Texto escolhido:

------

Nas próximas eleições legislativas vamos ter que decidir entre várias propostas que não estamos habilitados a avaliar cabalmente do ponto de vista técnico e científico: o TGV, o investimento público, as políticas salariais, o défice... Não podemos nem devemos furtar-nos a essa decisão: somos cidadãos, fazemos parte de um corpo político, e ninguém além de nós tem legitimidade para determinar a vontade desse corpo.
Os economistas, geógrafos, politólogos, sociólogos que nos têm dado as suas opiniões sobre estas matérias têm autoridade profissional para o fazer, mesmo quando estas opiniões são contraditórias entre si. Podemos e devemos ouvi-los; mas tem que ficar bem claro que dos meios sabem eles, mas dos fins sabemos nós.
Até porque eles próprios são leigos fora da sua esfera de competência. Quando um economista está doente e vai ao médico, tem em conta o que o médico lhe propõe, mas não prescinde de ter a última palavra sobre os tratamentos que aceita ou não aceita fazer. Quando um médico quer construir uma casa e encomenda o projecto a um arquitecto, está a reconhecer implicitamente a autoridade deste, mas ele é que sabe a casa que quer.

------

Prossiga o texto sobre as eleições legislativas a partir da última frase apresentada. As linhas que vêm a seguir não têm qualquer relação com o texto sobre as eleições legislativas.

Segmento de dados:

------

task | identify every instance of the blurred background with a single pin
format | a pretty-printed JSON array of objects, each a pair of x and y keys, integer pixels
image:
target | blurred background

------

Resposta:
Todos nós somos leigos; e cada vez mais, numa sociedade cada vez mais complexa, todos nós somos especialistas. E daqui resulta o dilema que dá o título a este texto: como conciliar uma legitimidade de que não podemos abdicar (legitimidade esta que pode ser política quando está em causa o corpo político, ou individual quando está em causa o nosso corpo físico ou a nossa propriedade) com a autoridade profissional que temos de reconhecer a quem a tem?
Ao fazer a pergunta já estou, é claro, a dar uma parte da resposta. Tudo começa, com efeito, pela necessidade de separar conceptualmente o direito de decidir, que incide sobre os fins, da autoridade científica, que incide sobre os factos, e da autoridade profissional, que incide sobre os meios.
Os cientistas e os técnicos não devem invadir a esfera da decisão política - a não ser, obviamente, na sua qualidade de cidadãos; e o poder político não deve invadir a esfera da autoridade profissional, como tem tentado fazer no caso dos professores.
Eu, enquanto cidadão, não quero uma tecnocracia. Não quero uma república de militares, nem de juízes, nem de juristas, nem de gestores, nem de professores, nem de economistas. Quero uma república de cidadãos em que nenhuma área do saber se apresente como explicação definitiva e única do Homem e do Mundo.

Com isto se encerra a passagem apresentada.